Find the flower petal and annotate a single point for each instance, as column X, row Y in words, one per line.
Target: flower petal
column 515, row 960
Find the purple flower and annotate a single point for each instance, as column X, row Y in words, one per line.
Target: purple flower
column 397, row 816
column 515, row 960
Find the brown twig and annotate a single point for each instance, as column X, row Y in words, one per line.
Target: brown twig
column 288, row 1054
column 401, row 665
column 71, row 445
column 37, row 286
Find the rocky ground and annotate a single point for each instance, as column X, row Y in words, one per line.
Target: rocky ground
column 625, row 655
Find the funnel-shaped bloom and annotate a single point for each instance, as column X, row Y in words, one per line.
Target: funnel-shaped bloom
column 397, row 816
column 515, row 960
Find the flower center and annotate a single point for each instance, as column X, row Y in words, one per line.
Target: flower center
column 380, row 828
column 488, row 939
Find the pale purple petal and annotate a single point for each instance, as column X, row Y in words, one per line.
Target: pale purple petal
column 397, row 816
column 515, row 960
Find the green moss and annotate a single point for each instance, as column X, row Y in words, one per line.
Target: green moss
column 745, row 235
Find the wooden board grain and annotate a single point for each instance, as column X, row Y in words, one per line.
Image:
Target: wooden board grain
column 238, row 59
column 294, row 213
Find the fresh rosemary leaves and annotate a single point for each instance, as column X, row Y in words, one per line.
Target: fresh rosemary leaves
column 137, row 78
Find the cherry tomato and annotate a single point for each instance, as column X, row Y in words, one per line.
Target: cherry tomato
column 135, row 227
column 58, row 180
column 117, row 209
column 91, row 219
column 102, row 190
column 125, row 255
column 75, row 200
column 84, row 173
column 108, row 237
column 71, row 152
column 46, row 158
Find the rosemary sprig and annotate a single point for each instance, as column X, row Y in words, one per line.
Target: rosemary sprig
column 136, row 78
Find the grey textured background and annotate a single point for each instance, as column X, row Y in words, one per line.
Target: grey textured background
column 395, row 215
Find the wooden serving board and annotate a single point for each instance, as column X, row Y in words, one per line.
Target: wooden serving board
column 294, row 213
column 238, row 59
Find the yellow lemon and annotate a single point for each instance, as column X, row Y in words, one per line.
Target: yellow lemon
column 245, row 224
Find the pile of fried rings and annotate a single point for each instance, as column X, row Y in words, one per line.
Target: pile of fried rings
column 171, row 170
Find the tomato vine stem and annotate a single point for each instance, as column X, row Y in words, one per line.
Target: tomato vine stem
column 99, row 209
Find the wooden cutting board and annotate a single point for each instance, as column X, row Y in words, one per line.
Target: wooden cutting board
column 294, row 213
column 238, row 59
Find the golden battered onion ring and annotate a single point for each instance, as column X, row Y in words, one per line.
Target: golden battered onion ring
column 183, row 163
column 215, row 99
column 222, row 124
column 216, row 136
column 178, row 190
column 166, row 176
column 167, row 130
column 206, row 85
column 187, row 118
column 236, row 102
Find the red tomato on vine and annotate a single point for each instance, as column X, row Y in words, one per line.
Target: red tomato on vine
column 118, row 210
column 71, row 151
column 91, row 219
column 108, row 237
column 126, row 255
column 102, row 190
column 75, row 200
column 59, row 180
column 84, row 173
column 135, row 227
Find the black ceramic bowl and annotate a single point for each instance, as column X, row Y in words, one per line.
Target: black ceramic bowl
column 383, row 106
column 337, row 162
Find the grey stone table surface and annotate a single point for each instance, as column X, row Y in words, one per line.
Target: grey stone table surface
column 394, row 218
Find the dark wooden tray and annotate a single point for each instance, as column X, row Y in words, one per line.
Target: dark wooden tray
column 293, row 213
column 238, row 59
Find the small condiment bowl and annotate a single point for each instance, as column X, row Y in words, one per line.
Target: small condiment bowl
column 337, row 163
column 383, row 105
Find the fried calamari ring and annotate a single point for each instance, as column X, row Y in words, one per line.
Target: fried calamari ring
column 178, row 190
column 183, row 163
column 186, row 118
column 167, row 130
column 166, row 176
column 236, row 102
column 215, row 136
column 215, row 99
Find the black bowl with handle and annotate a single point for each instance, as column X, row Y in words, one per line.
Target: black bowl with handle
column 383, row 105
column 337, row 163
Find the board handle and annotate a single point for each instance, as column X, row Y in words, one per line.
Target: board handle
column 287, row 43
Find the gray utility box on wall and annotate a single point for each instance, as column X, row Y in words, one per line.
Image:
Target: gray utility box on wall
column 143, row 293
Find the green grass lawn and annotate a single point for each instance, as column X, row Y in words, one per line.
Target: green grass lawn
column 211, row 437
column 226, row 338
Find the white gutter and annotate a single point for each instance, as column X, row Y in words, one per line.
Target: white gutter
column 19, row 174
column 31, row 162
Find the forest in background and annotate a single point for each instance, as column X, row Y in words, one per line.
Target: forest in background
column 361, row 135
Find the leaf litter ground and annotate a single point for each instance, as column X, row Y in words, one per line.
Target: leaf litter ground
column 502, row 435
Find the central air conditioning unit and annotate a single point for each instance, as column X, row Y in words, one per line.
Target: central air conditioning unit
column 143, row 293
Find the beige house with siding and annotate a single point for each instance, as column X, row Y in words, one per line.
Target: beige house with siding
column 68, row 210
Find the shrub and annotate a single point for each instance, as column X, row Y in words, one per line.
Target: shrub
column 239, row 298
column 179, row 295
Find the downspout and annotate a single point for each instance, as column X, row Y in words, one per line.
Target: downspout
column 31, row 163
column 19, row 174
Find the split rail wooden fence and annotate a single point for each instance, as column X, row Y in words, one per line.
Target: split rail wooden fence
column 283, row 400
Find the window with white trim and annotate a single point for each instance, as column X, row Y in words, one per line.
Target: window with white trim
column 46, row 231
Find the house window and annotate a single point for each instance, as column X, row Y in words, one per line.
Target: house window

──────

* **WORK REQUEST**
Reproduce the whole listing word for word.

* **TASK OUTPUT**
Find the flower petal and annotate a single point for each instance, as column X, row Y in words, one per line.
Target: flower petal
column 515, row 960
Find the purple flower and annotate a single point for each instance, as column X, row Y in words, one per line.
Target: purple flower
column 397, row 816
column 515, row 960
Find the brown twig and annotate a single point for each instance, as column X, row Y in words, one per line.
Target: brown twig
column 288, row 1054
column 401, row 665
column 71, row 445
column 37, row 286
Find the rocky ground and annotate a single point for each instance, as column X, row Y in words, one per line.
Target: rocky ground
column 625, row 655
Find the funnel-shaped bloom and annotate a single point for each instance, as column X, row Y in words, one per line.
Target: funnel-shaped bloom
column 397, row 816
column 515, row 960
Find the flower center and annotate a single point for each instance, as column X, row Y in words, one per line.
Target: flower center
column 380, row 828
column 488, row 939
Find the pale purple petal and annotate a single point for each instance, as column X, row Y in words, one per line.
Target: pale purple petal
column 397, row 816
column 515, row 960
Find the green moss and annotate a single point for each instance, as column X, row Y in words, one per line.
Target: green moss
column 745, row 235
Find the wooden board grain and annotate a single point for each instance, as column X, row Y in words, one per line.
Image:
Target: wooden board grain
column 238, row 59
column 294, row 213
Find the fresh rosemary leaves and annotate a single point for each instance, as column X, row Y in words, one per line.
Target: fresh rosemary leaves
column 137, row 78
Find the cherry tomato and annotate a single point for each instance, as column X, row Y in words, one per line.
Target: cherry tomato
column 135, row 227
column 58, row 180
column 117, row 209
column 91, row 219
column 102, row 190
column 125, row 255
column 75, row 200
column 84, row 173
column 108, row 237
column 71, row 152
column 46, row 158
Find the rosemary sprig and annotate a single point for each instance, as column X, row Y in words, one per line.
Target: rosemary sprig
column 136, row 78
Find the grey textured background and annotate a single point for each instance, as column X, row Y in words, one per line.
Target: grey textured background
column 395, row 215
Find the wooden serving board and annotate a single point for each instance, as column X, row Y in words, one per line.
Target: wooden serving board
column 294, row 213
column 238, row 59
Find the yellow lemon and annotate a single point for each instance, as column X, row Y in words, one per line.
Target: yellow lemon
column 245, row 224
Find the pile of fried rings and annotate a single point for each instance, as column X, row Y in words, one per line.
Target: pile of fried rings
column 171, row 170
Find the tomato vine stem and annotate a single point for each instance, as column X, row Y in words, one per line.
Target: tomato vine stem
column 99, row 209
Find the wooden cutting board and annotate a single point for each instance, as column X, row Y in words, one per line.
Target: wooden cutting board
column 294, row 213
column 238, row 59
Find the golden battered onion ring and annotate a single point for each instance, as column X, row Y in words, one per line.
Target: golden battered onion ring
column 183, row 163
column 215, row 99
column 222, row 124
column 216, row 136
column 178, row 190
column 166, row 176
column 167, row 130
column 206, row 85
column 187, row 118
column 236, row 102
Find the red tomato on vine and annotate a single point for each instance, as column X, row Y in words, one per line.
Target: red tomato on vine
column 118, row 210
column 71, row 151
column 91, row 219
column 108, row 237
column 126, row 255
column 102, row 190
column 75, row 200
column 59, row 180
column 84, row 173
column 135, row 227
Find the black ceramic bowl and annotate a single point for each instance, as column X, row Y in words, one per line.
Target: black ceramic bowl
column 383, row 106
column 337, row 162
Find the grey stone table surface and annotate a single point for each instance, as column X, row Y in words, one per line.
Target: grey stone table surface
column 394, row 218
Find the dark wooden tray and annotate a single point for each instance, as column X, row Y in words, one per line.
Target: dark wooden tray
column 293, row 213
column 238, row 59
Find the small condiment bowl and annotate a single point for each instance, as column X, row Y in words, one per line.
Target: small condiment bowl
column 337, row 163
column 383, row 105
Find the fried calamari ring and annotate a single point for each instance, as column X, row Y in words, one per line.
Target: fried calamari ring
column 178, row 190
column 183, row 163
column 186, row 118
column 167, row 130
column 166, row 176
column 236, row 102
column 215, row 136
column 215, row 99
Find the black bowl with handle and annotate a single point for each instance, as column X, row Y in words, one per line.
Target: black bowl with handle
column 383, row 105
column 337, row 163
Find the board handle and annotate a single point for each instance, as column X, row Y in words, one per line.
Target: board handle
column 287, row 43
Find the gray utility box on wall and annotate a single point for each instance, as column X, row Y in words, one per line.
Image:
Target: gray utility box on wall
column 143, row 293
Find the green grass lawn and annotate a single point for each instance, as column X, row Y in words, one per line.
Target: green grass lawn
column 211, row 437
column 226, row 338
Find the white gutter and annotate a single point for each instance, as column X, row Y in words, one per line.
Target: white gutter
column 19, row 174
column 31, row 162
Find the forest in background and annotate a single point for each instance, as column X, row Y in words, one per line.
Target: forest in background
column 361, row 135
Find the leaf litter ground and annotate a single point for each instance, as column X, row Y in words, one per line.
Target: leaf litter ground
column 502, row 435
Find the central air conditioning unit and annotate a single point for each instance, as column X, row Y in words, one per line.
Target: central air conditioning unit
column 143, row 293
Find the beige house with siding and annotate a single point for each instance, as column X, row Y in words, one per line.
Target: beige house with siding
column 68, row 210
Find the shrub and annotate a single point for each instance, as column X, row Y in words, one per line.
Target: shrub
column 239, row 298
column 179, row 295
Find the downspout and annotate a single point for each instance, as column X, row Y in words, one per line.
Target: downspout
column 31, row 163
column 19, row 174
Find the split rail wooden fence and annotate a single point for each instance, as column X, row Y in words, one per line.
Target: split rail wooden fence
column 283, row 400
Find the window with white trim and annotate a single point for each instance, as column X, row Y in words, one per line.
Target: window with white trim
column 46, row 231
Find the house window and annotate a single point for each instance, as column X, row Y in words, one per line.
Target: house window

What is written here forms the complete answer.